======== DATA SHOWN ========

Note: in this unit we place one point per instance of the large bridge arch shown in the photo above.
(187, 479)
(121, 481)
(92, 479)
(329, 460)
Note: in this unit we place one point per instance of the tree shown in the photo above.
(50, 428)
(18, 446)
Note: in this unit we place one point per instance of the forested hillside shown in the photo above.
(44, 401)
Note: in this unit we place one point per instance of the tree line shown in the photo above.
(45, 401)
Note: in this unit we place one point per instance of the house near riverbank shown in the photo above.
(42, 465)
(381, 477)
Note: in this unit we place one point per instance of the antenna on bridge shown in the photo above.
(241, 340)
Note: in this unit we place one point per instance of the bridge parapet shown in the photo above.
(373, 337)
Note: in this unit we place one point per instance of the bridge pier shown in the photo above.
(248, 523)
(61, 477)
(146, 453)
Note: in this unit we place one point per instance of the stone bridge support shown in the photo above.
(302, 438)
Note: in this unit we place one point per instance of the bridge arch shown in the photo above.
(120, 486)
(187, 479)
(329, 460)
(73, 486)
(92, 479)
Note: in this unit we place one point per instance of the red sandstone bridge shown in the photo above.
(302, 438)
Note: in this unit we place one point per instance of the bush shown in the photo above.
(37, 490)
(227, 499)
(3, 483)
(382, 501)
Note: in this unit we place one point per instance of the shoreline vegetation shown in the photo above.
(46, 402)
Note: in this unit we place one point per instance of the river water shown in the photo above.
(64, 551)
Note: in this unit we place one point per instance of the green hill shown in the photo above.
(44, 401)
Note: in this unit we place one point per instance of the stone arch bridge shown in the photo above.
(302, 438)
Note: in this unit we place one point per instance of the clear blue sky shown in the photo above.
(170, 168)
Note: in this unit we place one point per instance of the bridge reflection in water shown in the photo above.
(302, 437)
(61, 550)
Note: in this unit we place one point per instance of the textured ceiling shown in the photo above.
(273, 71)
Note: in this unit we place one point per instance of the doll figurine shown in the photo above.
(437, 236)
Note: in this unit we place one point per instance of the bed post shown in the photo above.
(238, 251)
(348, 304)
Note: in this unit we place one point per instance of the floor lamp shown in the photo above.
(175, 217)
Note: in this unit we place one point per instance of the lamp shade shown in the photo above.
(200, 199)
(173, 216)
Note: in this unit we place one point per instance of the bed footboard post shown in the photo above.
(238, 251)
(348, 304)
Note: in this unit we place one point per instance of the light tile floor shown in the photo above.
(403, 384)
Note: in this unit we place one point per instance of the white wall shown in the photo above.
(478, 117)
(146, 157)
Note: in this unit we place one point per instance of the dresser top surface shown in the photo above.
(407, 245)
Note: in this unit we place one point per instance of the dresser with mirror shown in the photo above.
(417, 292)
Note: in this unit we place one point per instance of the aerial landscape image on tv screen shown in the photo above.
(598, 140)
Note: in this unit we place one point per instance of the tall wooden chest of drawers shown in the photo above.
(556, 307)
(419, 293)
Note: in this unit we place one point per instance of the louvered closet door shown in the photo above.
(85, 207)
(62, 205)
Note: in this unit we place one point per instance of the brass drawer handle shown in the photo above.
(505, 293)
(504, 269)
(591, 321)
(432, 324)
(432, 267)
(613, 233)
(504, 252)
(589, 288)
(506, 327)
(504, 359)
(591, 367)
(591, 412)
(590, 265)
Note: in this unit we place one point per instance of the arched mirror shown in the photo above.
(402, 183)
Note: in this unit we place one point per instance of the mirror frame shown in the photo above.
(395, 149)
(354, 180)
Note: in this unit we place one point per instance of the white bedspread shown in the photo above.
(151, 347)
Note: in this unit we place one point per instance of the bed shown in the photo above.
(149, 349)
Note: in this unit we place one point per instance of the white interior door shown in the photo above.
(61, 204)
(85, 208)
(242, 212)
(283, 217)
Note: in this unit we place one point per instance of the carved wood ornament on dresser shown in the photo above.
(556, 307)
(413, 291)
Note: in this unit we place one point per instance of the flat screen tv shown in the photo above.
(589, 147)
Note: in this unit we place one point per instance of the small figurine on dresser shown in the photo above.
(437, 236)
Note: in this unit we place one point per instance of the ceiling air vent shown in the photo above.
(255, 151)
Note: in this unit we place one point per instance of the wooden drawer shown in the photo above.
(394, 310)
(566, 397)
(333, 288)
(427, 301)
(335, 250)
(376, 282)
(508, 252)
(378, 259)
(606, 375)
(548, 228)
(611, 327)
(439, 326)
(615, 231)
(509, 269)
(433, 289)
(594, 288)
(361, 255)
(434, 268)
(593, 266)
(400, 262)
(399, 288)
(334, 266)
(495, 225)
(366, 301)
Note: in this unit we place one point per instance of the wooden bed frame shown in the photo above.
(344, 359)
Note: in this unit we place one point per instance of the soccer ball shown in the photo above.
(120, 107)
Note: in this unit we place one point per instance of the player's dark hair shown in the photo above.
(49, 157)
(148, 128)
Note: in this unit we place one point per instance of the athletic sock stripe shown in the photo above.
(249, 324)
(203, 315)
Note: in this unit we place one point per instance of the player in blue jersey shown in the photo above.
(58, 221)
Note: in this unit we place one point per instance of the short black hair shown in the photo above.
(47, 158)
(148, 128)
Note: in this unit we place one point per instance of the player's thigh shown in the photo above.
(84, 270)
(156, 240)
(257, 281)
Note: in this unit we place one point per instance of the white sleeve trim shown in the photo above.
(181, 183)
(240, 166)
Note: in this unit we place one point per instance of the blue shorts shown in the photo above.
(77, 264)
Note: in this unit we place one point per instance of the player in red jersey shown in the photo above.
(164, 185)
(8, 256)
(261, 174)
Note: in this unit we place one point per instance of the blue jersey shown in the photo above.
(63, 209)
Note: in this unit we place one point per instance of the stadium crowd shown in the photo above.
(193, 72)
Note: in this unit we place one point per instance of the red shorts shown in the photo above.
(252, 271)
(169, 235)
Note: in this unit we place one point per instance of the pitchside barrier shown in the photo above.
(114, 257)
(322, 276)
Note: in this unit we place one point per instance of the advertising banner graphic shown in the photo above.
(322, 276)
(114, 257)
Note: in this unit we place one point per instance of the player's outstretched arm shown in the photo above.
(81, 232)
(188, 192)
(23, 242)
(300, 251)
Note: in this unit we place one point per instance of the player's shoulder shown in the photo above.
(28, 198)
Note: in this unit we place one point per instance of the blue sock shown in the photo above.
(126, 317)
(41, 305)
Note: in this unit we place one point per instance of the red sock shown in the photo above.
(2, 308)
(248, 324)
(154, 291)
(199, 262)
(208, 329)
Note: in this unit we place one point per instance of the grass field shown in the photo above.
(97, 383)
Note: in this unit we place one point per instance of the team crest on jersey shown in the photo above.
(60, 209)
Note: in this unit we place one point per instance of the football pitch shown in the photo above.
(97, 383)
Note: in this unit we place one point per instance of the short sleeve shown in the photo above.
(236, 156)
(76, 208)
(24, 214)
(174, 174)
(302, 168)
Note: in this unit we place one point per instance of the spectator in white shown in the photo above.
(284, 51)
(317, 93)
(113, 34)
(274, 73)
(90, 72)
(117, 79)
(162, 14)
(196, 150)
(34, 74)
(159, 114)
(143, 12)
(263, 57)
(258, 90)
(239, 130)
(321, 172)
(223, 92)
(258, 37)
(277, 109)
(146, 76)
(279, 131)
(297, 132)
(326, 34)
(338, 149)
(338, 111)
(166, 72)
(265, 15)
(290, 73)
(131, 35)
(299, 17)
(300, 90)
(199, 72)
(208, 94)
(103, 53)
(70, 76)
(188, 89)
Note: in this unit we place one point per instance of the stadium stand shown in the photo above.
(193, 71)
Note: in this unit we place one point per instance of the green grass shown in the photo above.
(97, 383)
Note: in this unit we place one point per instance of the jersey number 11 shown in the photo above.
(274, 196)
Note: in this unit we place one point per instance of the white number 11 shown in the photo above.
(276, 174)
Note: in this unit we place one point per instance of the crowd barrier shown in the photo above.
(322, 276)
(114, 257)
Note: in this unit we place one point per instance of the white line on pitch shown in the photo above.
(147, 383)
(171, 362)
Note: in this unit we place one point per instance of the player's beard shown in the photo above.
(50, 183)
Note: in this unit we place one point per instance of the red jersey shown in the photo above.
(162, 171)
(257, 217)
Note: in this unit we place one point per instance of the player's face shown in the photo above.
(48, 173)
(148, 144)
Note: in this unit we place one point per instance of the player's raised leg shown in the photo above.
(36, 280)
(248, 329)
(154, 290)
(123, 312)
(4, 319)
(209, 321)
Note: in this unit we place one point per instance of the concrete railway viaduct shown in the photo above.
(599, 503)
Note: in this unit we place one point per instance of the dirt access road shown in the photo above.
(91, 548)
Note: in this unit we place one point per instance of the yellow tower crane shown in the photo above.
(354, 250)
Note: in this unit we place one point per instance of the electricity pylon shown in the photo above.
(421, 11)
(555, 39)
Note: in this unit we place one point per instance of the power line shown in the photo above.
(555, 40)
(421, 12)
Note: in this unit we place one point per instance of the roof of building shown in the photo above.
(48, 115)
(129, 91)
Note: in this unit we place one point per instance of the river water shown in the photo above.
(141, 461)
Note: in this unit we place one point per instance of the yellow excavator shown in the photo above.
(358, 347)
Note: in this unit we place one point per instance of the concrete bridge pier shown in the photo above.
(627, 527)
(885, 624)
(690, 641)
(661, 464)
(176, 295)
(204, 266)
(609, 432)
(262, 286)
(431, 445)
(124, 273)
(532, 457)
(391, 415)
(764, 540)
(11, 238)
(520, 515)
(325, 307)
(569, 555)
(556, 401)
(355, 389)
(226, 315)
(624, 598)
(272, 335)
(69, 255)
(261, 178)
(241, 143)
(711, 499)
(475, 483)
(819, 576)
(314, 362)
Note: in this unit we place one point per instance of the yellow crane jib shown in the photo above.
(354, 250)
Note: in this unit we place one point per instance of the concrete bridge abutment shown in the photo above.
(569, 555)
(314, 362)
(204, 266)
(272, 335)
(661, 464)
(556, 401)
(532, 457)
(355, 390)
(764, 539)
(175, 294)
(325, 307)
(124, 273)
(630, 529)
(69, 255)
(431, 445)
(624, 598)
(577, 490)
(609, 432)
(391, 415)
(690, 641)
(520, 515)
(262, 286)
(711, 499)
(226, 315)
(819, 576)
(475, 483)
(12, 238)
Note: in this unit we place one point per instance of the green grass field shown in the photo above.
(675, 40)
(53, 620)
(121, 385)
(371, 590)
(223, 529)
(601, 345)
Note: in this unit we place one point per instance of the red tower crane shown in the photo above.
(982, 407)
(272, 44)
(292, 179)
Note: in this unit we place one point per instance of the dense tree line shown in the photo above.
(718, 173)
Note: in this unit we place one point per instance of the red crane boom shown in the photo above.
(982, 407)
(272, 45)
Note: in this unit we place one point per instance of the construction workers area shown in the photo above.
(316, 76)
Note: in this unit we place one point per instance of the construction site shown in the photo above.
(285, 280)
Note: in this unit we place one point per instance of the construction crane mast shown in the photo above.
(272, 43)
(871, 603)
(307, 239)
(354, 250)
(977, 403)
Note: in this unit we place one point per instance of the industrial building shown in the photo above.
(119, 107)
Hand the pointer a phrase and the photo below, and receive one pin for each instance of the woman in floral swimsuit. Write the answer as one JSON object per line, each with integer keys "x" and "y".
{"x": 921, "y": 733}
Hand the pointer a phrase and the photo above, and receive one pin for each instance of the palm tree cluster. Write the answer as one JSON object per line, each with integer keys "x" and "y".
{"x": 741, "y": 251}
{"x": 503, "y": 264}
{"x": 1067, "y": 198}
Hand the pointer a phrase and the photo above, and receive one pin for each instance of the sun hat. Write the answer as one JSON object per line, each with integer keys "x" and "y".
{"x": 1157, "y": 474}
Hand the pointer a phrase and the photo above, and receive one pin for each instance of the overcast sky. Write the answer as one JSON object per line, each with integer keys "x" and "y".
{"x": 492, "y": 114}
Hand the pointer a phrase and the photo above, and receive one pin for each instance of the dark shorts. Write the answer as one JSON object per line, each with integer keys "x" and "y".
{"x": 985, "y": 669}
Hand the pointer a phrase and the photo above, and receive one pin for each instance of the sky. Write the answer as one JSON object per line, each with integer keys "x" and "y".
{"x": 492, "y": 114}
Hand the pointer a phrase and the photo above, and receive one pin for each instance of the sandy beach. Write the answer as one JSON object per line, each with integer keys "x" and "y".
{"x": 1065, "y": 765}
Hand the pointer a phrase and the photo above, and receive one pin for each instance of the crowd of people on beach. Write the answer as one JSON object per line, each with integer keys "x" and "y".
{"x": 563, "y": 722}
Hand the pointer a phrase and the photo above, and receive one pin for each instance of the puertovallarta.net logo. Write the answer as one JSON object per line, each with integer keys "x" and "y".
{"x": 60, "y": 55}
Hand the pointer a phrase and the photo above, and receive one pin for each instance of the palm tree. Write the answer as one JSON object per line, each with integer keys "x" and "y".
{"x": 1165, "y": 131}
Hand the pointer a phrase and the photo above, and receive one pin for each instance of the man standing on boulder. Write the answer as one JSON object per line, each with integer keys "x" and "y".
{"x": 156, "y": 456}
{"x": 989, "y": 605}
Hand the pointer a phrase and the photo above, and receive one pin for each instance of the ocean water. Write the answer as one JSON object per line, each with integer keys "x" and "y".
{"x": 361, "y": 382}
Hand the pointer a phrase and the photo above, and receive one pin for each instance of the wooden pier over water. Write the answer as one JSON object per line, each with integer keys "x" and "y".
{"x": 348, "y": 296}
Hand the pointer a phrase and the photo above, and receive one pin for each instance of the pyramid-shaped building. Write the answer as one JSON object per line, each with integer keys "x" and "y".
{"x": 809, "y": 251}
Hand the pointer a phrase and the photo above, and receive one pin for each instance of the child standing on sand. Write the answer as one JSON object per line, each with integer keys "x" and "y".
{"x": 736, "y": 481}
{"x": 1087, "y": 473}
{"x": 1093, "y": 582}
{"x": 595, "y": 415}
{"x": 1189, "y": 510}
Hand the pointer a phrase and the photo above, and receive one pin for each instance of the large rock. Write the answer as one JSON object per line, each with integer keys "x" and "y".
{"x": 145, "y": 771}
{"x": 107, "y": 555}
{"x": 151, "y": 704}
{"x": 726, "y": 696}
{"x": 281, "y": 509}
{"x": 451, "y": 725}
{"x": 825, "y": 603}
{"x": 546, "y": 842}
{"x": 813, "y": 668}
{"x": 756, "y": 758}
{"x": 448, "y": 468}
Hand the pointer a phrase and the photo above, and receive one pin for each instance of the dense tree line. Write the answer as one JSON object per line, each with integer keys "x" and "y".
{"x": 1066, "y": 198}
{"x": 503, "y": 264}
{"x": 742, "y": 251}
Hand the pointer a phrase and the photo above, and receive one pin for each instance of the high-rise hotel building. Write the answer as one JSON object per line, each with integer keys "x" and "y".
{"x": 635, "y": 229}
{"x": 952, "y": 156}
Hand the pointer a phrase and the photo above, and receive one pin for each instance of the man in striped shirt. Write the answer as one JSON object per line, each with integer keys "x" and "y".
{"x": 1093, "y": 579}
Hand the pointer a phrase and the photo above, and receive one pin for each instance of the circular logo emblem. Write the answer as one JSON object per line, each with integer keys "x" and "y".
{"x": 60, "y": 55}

========

**WHAT TO WORK ON**
From the line holding "of the circular" through the final line of the data above, copy every line exactly as written. Include nothing else.

**WRITTEN ANSWER**
Hand the pointer a phrase and the photo above, and receive one pin for each instance of the circular logo emblem. Write the answer as one JSON object per line, each with integer keys "x" and "y".
{"x": 60, "y": 55}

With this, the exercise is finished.